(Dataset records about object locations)
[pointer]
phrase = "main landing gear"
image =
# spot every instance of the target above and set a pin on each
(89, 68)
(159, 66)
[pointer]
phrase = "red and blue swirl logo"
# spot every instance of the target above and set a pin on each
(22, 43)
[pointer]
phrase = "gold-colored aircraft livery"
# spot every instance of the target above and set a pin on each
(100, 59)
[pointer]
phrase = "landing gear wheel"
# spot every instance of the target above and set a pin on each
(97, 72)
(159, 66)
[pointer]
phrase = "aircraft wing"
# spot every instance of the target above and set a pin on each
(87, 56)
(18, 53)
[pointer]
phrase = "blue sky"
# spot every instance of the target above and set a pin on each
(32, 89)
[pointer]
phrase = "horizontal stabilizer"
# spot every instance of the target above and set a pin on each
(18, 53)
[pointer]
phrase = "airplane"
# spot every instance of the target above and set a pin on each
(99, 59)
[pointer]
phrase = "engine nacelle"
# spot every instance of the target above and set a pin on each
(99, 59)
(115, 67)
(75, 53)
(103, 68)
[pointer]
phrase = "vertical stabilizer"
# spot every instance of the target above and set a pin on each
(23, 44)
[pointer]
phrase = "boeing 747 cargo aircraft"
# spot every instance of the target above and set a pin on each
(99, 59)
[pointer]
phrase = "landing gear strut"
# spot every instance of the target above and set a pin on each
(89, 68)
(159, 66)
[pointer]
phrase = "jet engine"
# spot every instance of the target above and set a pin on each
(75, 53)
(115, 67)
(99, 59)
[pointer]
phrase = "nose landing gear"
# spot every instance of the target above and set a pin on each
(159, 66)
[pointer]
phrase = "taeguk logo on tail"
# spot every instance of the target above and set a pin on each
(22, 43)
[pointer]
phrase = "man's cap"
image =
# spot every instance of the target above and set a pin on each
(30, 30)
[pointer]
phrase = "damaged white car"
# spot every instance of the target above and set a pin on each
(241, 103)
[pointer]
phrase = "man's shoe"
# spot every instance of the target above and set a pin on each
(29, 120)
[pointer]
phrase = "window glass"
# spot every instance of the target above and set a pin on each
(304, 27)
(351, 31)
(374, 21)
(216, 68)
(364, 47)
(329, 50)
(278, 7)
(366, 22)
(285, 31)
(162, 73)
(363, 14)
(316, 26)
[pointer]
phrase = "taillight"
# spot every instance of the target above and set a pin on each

What the task requires –
Take the records above and return them exactly as written.

The result –
[pointer]
phrase = "main landing gear"
image =
# spot every instance of the target above and set a pin on each
(89, 68)
(159, 66)
[pointer]
phrase = "red and blue swirl logo"
# spot every instance of the target above and set a pin on each
(22, 43)
[pointer]
phrase = "gold-colored aircraft livery"
# spot every instance of the target above and set a pin on each
(100, 59)
[pointer]
phrase = "landing gear wheel"
# spot every instance of the target above and set a pin on each
(97, 72)
(159, 66)
[pointer]
phrase = "aircraft wing"
# spot every instance of the target above and set a pin on each
(87, 56)
(18, 53)
[pointer]
phrase = "blue sky"
# spot every instance of the target above and set a pin on each
(32, 89)
[pointer]
phrase = "horizontal stabilizer"
# spot every instance of the target above and set a pin on each
(18, 53)
[pointer]
phrase = "airplane"
# spot every instance of the target above and set a pin on each
(99, 59)
[pointer]
phrase = "engine nacelle"
# spot every instance of the target above and set a pin on each
(99, 59)
(115, 67)
(75, 53)
(103, 68)
[pointer]
phrase = "vertical stabilizer"
# spot every instance of the target above and set a pin on each
(23, 44)
[pointer]
phrase = "boeing 747 cargo aircraft"
# spot every instance of the target above and set a pin on each
(99, 59)
[pointer]
phrase = "landing gear strut"
# spot every instance of the target above and set a pin on each
(89, 68)
(159, 66)
[pointer]
phrase = "jet engine"
# spot every instance of the target above and set a pin on each
(75, 53)
(115, 67)
(99, 59)
[pointer]
phrase = "nose landing gear"
# spot every instance of the target above and set a pin on each
(159, 66)
[pointer]
phrase = "taeguk logo on tail"
# spot every instance of the target above and set a pin on each
(22, 43)
[pointer]
phrase = "man's cap"
image =
# spot every instance of the target above and set a pin on each
(30, 30)
[pointer]
phrase = "damaged white car"
# spot every instance of the target above and set a pin on each
(241, 103)
[pointer]
phrase = "man's shoe"
# spot every instance of the target above and set a pin on each
(29, 120)
[pointer]
phrase = "window glass"
# spot every instance of the target above and set a pin on each
(304, 27)
(351, 31)
(374, 21)
(216, 68)
(364, 47)
(329, 50)
(278, 7)
(366, 22)
(285, 31)
(162, 73)
(363, 14)
(316, 26)
[pointer]
phrase = "taillight"
# spot every instance of the target above and set a pin on each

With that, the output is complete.